### Given instruction
Copy the part of the items below word for word, from the line containing "According to the caption, the lake" through the line containing "[415,61,590,112]", including both of those lines.

### Exercise material
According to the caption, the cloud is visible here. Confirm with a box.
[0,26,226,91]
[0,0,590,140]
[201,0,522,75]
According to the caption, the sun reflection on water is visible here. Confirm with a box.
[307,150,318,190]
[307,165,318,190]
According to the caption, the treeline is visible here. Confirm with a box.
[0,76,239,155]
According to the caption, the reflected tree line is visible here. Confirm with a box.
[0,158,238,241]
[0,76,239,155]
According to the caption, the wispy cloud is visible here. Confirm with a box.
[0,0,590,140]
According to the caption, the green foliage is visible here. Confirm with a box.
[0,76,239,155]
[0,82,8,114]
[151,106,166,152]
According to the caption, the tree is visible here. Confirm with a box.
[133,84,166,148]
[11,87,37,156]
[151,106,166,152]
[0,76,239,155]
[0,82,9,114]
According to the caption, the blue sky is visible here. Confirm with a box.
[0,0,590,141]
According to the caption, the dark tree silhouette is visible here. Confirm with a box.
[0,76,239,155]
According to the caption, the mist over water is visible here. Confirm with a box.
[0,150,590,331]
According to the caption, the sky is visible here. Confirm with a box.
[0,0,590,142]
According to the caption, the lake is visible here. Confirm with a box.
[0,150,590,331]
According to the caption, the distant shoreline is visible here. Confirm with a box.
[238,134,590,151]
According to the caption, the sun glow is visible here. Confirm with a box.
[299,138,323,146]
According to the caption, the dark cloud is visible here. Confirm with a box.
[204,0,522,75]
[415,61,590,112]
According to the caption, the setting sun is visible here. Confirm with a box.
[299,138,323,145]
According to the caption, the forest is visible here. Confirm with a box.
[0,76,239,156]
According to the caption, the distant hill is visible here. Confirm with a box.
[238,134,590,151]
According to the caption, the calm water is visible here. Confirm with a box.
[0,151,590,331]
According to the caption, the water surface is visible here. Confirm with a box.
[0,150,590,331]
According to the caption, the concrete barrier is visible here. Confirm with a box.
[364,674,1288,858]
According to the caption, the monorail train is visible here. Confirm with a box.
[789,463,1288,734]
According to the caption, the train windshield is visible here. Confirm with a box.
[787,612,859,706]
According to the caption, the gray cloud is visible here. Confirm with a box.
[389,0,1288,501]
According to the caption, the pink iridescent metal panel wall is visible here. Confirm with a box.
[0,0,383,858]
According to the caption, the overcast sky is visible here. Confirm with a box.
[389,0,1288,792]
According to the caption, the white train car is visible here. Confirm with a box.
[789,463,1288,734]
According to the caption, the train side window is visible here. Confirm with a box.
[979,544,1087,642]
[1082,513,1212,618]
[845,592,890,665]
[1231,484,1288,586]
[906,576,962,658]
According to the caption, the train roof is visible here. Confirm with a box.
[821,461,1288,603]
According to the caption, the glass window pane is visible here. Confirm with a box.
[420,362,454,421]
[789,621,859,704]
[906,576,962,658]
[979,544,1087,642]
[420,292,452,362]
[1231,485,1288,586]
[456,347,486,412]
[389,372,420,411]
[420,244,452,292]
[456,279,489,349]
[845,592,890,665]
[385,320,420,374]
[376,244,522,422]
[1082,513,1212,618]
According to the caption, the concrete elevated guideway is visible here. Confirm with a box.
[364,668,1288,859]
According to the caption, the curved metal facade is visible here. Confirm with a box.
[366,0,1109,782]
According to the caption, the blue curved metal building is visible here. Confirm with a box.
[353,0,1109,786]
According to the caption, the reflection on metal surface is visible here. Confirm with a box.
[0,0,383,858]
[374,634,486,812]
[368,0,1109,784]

### Problem solution
According to the caption, the lake is visible here. Confirm with a box.
[0,150,590,331]
According to the caption, the distant shoreline is visible here. Confirm with a box.
[238,134,590,151]
According to the caption, the sun glow is visible here. Confirm with a box.
[299,138,323,146]
According to the caption, the dark cloud is visible here. Confirm with a box.
[204,0,522,75]
[415,61,590,112]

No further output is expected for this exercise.